**DESCRIPTION OF THE TASK:** Copy everything from the line containing "Task: Where can the yellow dealer" down to the end of the records, changing "green tree foliage" to "leafy tree branches" and leaving the rest untouched.

**DATASET CONTENT:**
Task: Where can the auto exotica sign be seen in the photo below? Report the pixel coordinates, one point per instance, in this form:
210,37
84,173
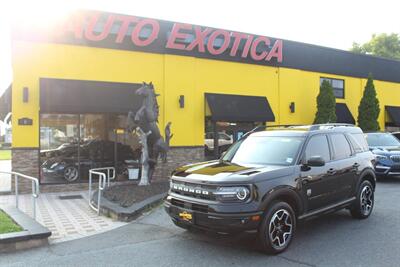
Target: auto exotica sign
143,34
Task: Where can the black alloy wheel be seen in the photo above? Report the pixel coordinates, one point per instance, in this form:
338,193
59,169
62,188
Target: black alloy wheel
364,204
277,228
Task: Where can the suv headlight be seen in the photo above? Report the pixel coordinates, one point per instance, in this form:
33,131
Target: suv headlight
232,194
380,157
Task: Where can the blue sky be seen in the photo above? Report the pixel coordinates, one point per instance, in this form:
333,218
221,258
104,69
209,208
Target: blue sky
329,23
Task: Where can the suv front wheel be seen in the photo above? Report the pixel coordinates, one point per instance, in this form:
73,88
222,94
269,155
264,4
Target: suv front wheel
277,228
364,202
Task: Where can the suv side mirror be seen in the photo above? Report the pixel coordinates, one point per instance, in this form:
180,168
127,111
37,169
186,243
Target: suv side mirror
315,161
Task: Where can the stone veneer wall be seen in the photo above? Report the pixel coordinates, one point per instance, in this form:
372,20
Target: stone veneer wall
26,161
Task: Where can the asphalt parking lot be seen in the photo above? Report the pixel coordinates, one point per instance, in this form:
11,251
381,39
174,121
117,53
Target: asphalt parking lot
332,240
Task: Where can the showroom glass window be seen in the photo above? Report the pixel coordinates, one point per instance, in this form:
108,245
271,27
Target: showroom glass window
59,137
337,85
73,144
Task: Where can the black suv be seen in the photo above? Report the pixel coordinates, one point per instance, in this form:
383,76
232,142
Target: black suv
269,180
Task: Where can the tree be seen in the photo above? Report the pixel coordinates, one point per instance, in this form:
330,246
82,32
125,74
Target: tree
326,104
384,45
368,110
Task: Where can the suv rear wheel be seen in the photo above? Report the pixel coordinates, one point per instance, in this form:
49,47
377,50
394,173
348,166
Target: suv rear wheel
277,228
364,202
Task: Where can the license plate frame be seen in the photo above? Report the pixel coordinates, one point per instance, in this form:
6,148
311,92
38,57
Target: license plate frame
186,216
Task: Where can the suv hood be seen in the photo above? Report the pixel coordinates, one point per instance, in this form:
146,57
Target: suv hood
222,171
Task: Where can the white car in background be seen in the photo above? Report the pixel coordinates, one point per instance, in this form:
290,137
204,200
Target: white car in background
224,141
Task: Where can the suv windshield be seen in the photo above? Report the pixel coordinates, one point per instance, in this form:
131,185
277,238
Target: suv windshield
265,150
382,139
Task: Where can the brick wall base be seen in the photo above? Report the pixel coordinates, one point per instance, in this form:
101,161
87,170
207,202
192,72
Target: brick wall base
26,161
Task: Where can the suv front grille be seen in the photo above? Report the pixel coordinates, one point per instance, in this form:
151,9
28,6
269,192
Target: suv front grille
395,158
188,205
193,190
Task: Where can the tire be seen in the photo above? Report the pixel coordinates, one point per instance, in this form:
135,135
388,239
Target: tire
362,209
71,173
277,228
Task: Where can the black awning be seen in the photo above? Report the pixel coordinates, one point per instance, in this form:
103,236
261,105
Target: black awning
78,96
5,103
394,113
343,114
239,108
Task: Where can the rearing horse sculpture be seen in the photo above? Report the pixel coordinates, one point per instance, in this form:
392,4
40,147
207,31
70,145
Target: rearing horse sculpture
146,119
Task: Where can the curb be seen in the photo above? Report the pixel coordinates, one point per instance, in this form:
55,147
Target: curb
33,235
116,212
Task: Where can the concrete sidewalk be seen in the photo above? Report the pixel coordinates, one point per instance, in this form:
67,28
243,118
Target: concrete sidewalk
68,218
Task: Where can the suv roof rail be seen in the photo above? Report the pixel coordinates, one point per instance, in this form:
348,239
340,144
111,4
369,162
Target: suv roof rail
330,126
260,128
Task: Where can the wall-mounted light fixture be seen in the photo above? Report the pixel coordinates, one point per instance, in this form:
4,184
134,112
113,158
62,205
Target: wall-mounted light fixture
25,95
292,107
181,101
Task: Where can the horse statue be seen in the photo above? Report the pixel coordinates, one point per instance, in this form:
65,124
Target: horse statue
168,135
144,122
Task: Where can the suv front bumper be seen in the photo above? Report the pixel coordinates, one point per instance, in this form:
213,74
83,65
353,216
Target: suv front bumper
202,218
383,170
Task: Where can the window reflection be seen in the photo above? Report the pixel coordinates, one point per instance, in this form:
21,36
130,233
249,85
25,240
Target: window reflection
71,145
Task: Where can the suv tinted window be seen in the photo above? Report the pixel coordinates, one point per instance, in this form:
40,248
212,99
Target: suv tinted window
318,146
359,142
341,146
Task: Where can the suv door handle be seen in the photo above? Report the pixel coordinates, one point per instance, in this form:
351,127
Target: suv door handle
331,171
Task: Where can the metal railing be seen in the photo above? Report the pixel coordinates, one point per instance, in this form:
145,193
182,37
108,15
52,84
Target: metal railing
104,181
35,189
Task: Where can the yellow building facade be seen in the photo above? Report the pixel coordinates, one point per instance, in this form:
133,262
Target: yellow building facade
175,72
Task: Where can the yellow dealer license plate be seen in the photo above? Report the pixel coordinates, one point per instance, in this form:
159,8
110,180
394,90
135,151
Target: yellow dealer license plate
186,216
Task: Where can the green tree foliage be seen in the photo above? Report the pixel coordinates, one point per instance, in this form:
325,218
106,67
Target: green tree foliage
384,45
326,104
368,110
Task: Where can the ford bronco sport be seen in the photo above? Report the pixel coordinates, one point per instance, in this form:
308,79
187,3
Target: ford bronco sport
269,180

**FULL OUTPUT:**
Task: Where can the yellow dealer license plate be seen in the photo above? Report the pixel coordinates, one point per instance, in this form:
159,8
110,180
394,90
135,151
Target: yellow dealer license plate
186,216
Task: Where can the leafy tree branches be seen in the photo above? Report the pixel coordinates, one point per instance, in this form:
325,218
106,67
Target: leafy tree branches
384,45
326,104
368,110
Task: Where can the ford bronco sport be seen in the photo above? Report the pixel coordinates, one point per instance, in this form:
308,79
187,3
Target: ford bronco sport
269,180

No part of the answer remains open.